AIM OF THE TASK — Continue the post about trusting a mother's instincts before her son's surgery, picking up right after its final sentence.

I have learned lately to never ignore my inner-mommy instincts. The one that sometimes makes you feel like what you are thinking is crazy, but is no less right. The one that told me that my son had acid reflux and was lactose intolerant, even when Drs told me they didn't think that he was. He does and he is.
As moms, we are often worried that if we voice what we are truly feeling, we will just look crazy. Well I don't know about you, but I would rather voice the crazy and be wrong than not voice it and be right. I often feel like if I ask certain questions or bring up things I have found on the internets, that my Dr will just think I am nuts and tell me to stay away from Dr. Google. But what I have really found, is that I am not crazy. I am a mom. And I have a very strong mommy instinct. Ones that I should never ignore.
When my pediatrician sent me to an Ear Nose and Throat specialist to get my son looked at for tubes and adenoid removal, I thought nothing of it. Then, while at the appointment, where the very well qualified and highly recommended ENT recommended both procedures be done, something felt wrong about having the adenoids removed. And I mean REALLY wrong.
Adenoid removal is no big deal so why was I so worried? I don't know, but I just knew it was the wrong thing. No question. I have never felt something so strongly in my life. It was like I was being told by something bigger than me what to do. Or, moreover, what NOT to do. Don't worry, this isn't my "come to Jesus moment". This is more like my "come to mommy" moment.
So I called the best hospital in my area and got a second opinion. And I was right. Something told me that between my son's breathing issues and allergies, he wasn't going to make it through the general anesthesia required for adenoid removal. And you know what, even just under the gas that was used to insert the tubes, he faced real problems. His breathing was dangerously low and his heart rate dangerously high. And right then I knew: if I would have gone ahead with the other surgery, he would have died. Tomorrow, in fact.

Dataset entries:
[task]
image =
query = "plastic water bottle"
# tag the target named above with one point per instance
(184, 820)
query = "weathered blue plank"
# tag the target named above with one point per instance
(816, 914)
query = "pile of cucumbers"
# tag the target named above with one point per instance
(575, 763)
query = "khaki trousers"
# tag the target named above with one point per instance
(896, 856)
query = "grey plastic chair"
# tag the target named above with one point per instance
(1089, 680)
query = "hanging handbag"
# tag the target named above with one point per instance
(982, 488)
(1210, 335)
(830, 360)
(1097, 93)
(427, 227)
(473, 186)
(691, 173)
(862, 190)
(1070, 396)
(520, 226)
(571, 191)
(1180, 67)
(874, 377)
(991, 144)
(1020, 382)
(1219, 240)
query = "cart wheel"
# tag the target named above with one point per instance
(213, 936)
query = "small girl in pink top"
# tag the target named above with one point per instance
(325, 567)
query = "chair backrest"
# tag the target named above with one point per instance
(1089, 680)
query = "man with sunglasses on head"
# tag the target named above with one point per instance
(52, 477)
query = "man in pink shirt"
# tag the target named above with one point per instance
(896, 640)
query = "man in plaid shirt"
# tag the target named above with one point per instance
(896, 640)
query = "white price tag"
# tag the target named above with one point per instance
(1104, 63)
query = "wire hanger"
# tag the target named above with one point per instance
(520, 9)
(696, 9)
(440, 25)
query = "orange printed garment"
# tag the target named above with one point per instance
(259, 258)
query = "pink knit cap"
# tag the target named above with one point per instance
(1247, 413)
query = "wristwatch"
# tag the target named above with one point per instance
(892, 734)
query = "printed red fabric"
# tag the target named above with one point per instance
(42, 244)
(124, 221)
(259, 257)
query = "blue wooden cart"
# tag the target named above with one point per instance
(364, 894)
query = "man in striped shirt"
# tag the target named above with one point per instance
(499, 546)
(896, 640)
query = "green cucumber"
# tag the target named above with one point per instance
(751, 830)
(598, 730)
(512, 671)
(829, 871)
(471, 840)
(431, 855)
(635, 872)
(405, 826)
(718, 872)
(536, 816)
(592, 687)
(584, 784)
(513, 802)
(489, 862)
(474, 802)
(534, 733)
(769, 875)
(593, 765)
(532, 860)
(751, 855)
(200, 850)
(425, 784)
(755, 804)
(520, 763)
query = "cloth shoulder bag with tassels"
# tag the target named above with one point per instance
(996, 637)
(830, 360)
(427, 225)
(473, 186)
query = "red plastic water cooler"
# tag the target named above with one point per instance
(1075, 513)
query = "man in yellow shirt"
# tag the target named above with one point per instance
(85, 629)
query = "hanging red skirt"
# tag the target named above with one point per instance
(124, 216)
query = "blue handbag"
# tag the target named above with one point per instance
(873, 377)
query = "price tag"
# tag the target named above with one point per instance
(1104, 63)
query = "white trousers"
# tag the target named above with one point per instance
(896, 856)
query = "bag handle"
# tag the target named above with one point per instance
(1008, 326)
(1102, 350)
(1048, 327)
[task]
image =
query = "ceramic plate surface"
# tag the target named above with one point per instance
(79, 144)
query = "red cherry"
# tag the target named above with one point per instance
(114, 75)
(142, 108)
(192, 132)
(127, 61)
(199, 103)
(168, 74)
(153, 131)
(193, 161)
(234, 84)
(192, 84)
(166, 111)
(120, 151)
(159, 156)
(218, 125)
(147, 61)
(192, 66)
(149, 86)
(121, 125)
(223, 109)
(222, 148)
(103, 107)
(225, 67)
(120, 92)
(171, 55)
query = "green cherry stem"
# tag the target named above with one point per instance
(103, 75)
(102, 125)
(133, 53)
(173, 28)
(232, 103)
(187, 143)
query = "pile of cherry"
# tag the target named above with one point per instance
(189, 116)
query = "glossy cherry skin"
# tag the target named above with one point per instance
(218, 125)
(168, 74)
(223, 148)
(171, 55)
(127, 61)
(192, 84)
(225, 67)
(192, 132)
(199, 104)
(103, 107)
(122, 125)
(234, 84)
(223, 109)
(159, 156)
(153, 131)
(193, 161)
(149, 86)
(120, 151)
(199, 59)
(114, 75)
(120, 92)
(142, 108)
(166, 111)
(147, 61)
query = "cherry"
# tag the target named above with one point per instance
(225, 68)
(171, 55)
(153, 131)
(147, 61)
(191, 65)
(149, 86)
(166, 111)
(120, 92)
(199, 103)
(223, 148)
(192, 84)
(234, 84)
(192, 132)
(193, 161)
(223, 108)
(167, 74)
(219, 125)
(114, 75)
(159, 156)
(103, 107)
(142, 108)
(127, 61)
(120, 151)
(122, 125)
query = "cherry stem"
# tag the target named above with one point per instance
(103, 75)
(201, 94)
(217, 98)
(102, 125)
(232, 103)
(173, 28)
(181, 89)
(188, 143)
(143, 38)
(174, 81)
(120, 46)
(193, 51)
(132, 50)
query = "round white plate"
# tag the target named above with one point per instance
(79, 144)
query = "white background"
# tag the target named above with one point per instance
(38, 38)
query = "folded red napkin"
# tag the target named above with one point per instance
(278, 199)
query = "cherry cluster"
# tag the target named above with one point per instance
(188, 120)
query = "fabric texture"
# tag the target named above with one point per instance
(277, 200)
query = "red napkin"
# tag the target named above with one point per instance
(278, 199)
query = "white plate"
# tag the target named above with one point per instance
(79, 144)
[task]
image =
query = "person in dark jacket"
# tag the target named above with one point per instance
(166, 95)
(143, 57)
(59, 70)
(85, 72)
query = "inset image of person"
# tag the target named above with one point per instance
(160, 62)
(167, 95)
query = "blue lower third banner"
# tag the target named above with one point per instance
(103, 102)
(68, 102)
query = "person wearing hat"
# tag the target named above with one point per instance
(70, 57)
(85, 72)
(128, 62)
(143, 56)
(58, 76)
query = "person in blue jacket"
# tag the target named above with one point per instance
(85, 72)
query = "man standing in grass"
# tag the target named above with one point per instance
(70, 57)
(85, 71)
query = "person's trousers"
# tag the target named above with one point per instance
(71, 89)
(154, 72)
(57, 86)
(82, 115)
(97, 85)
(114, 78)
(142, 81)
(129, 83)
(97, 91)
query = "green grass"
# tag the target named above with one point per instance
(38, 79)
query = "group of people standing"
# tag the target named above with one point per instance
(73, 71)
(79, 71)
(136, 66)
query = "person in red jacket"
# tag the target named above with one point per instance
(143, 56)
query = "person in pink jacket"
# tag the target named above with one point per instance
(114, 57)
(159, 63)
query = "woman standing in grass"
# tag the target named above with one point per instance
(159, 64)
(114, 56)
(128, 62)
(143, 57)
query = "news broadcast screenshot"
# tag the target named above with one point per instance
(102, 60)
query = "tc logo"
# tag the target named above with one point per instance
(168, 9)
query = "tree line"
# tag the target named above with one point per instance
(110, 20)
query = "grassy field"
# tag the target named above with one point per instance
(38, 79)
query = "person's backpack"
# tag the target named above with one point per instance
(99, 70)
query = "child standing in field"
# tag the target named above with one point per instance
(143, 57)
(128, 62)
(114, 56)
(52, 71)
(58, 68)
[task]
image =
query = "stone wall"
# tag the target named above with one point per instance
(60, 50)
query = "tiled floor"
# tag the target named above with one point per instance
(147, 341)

RESPONSE AREA —
Dramatic? Yes. But I can tell you with every fiber of my being that it is true. That if I hadn't listened to that niggling little voice in the back of my barely functioning mommy brain, my son would be breathing his last breath at 9:30 a.m. tomorrow morning. That if I would have listened to everyone who told me that it is "no big deal" and that I was just "overreacting" that I would have lost my son. Forever.
Our children can't advocate for themselves. They need us to grow a pair and do it for them. They need us to ask the uncomfortable questions, seek the best Drs and all-around be their champions. They need us to stand up to those who tell us what we are thinking is wrong and push forward to find real answers. They need us to listen to our instincts and not stop until we have done everything we can. They sometimes need us to seek second, and third and fourth opinions until we find the root of a problem. They need us to pull them out of a daycare because something "just doesn't feel right". They need us to spend hours on the phone with our insurance companies fighting for the care they need. They need us to do all of this and more. Because they can't.
But we can. And we do. Every day.
So be "that mom". The one who overreacts sometimes. Or worries too much. Or asks so many questions your Dr dreads seeing you. Because it is your job. And it might just save your child's life one day. I can tell you without a doubt in my mind that it saved mine.